─── Pasaje mostrado ───

Por otra parte, la perversidad de la película radica en la acción de querer extirpar esa imagen cinética del personaje a través de la detención del movimiento. En este sentido, es en conjunto con las imágenes encubiertas de films icónicos de la historia del cine —como aquella escena final de Tiempos modernos (1936) de Charles Chaplin, o Vivir (1952) de Akira Kurosawa—, donde esta criatura fílmica anuncia su devoradora maldad al protagonista, quien no puede o no quiere ni siquiera verse envuelto.
El momento más característico de esta fijeza se da en la escena magistral del andar caído que hace el personaje en el pasillo del cine mientras se acerca a la luz, diría casi quemándose. Esta situación logra una oposición comparativa al desglose del galope del caballo de Muybridge, símbolo originario y fundamental de la imagen en movimiento, la cual se encuentra colada detrás de él, pre-anunciando su trágico destino final.

───

:: Tarea a realizar ::
Traduce al inglés esta oración del pasaje mostrado: "El momento más característico de esta fijeza se da en la escena magistral del andar caído que hace el personaje en el pasillo del cine mientras se acerca a la luz, diría casi quemándose."

─── Material mostrado ───

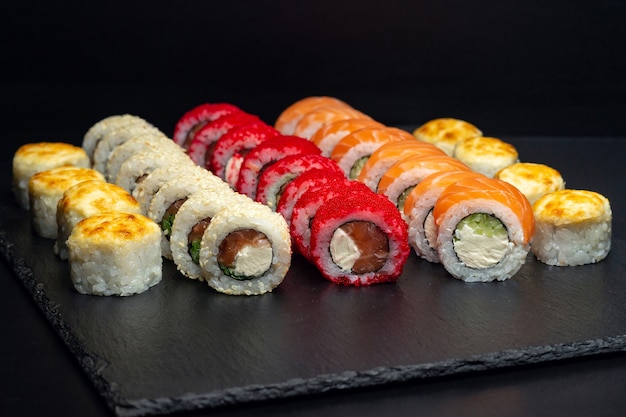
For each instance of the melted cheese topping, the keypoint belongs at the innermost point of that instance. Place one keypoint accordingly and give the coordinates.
(572, 206)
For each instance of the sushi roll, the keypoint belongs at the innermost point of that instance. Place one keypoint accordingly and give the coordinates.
(353, 151)
(233, 145)
(532, 179)
(115, 254)
(200, 149)
(289, 118)
(301, 184)
(484, 229)
(98, 130)
(87, 199)
(196, 118)
(388, 154)
(245, 250)
(46, 188)
(327, 137)
(137, 145)
(486, 155)
(404, 175)
(189, 225)
(322, 116)
(446, 132)
(116, 137)
(573, 228)
(359, 240)
(173, 193)
(41, 156)
(418, 211)
(267, 153)
(277, 176)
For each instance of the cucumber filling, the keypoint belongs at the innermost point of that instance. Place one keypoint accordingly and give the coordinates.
(481, 240)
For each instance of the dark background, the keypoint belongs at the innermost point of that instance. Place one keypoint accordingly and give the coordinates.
(513, 67)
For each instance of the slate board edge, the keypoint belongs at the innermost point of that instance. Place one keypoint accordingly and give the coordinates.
(349, 380)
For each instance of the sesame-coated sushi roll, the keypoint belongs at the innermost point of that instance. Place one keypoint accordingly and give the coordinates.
(245, 250)
(404, 175)
(418, 211)
(233, 145)
(300, 185)
(532, 179)
(359, 240)
(36, 157)
(267, 153)
(115, 254)
(173, 193)
(486, 155)
(196, 118)
(277, 176)
(388, 154)
(573, 228)
(200, 149)
(484, 229)
(189, 225)
(87, 199)
(321, 116)
(353, 151)
(46, 188)
(329, 135)
(446, 132)
(289, 118)
(98, 130)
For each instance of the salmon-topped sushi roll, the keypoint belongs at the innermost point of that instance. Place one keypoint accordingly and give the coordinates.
(327, 137)
(404, 175)
(388, 154)
(446, 132)
(485, 228)
(321, 116)
(198, 117)
(288, 118)
(353, 151)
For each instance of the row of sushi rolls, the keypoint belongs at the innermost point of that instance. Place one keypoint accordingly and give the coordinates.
(230, 199)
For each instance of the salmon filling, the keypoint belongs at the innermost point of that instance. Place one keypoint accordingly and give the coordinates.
(359, 247)
(245, 254)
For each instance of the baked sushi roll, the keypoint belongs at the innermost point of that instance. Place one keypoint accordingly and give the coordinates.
(233, 145)
(245, 250)
(446, 132)
(46, 188)
(486, 155)
(359, 240)
(418, 211)
(98, 130)
(278, 175)
(532, 179)
(484, 229)
(114, 254)
(190, 222)
(268, 152)
(573, 227)
(41, 156)
(87, 199)
(196, 118)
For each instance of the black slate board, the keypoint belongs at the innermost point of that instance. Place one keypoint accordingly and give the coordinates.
(181, 346)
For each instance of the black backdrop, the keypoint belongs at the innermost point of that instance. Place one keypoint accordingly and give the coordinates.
(513, 67)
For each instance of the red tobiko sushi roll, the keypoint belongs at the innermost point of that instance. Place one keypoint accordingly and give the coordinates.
(265, 154)
(275, 178)
(305, 209)
(301, 184)
(230, 149)
(196, 118)
(201, 147)
(359, 239)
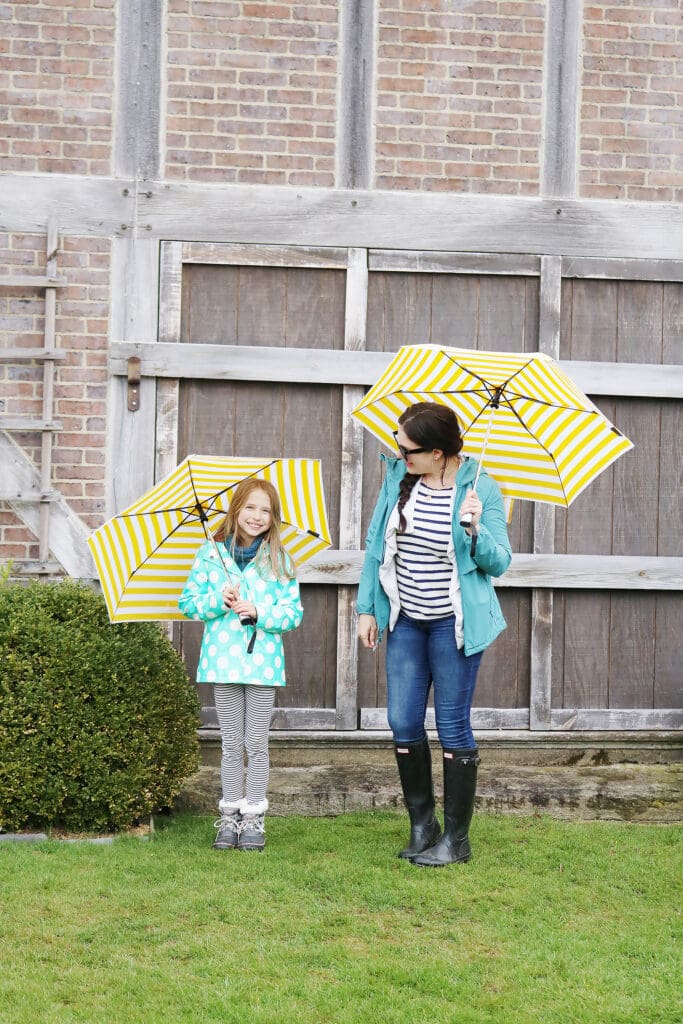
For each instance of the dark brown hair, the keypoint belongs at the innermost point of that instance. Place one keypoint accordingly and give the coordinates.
(428, 425)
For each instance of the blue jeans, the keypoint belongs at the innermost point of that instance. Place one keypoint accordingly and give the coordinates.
(419, 653)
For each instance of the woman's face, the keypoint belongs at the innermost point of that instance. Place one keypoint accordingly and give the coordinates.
(417, 462)
(255, 516)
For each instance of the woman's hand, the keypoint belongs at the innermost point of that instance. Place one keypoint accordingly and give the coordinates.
(471, 505)
(243, 607)
(230, 594)
(368, 631)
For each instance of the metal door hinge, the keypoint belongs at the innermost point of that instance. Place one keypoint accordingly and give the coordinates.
(133, 384)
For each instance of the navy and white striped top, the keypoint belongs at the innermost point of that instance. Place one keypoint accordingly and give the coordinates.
(424, 571)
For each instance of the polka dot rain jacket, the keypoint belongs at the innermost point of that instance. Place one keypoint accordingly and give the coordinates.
(223, 657)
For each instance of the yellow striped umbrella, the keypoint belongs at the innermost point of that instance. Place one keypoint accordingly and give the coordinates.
(543, 439)
(144, 553)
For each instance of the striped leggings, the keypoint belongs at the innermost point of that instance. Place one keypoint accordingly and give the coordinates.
(244, 718)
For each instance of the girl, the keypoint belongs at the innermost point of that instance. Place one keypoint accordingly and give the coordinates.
(428, 579)
(243, 587)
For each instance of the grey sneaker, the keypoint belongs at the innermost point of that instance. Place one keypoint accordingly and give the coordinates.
(252, 833)
(228, 832)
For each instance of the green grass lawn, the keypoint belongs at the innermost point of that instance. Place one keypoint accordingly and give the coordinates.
(551, 922)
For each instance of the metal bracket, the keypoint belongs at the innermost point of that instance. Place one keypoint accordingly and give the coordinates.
(133, 384)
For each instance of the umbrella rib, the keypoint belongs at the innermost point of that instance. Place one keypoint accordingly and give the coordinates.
(542, 445)
(162, 542)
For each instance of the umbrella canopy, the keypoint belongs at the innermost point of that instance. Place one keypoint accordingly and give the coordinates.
(541, 437)
(144, 553)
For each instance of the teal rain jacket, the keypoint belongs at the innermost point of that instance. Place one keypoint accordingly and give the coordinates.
(489, 556)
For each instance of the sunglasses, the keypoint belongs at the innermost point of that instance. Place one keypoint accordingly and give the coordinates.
(406, 453)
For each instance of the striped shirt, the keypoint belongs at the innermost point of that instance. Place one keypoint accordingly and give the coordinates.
(424, 571)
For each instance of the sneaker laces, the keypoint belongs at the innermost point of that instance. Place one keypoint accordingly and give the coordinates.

───

:: Solución de la tarea ::
The most characteristic moment of this fixity comes in the masterful scene of the character's slumped walk down the cinema aisle as he approaches the light, almost burning up, I would say.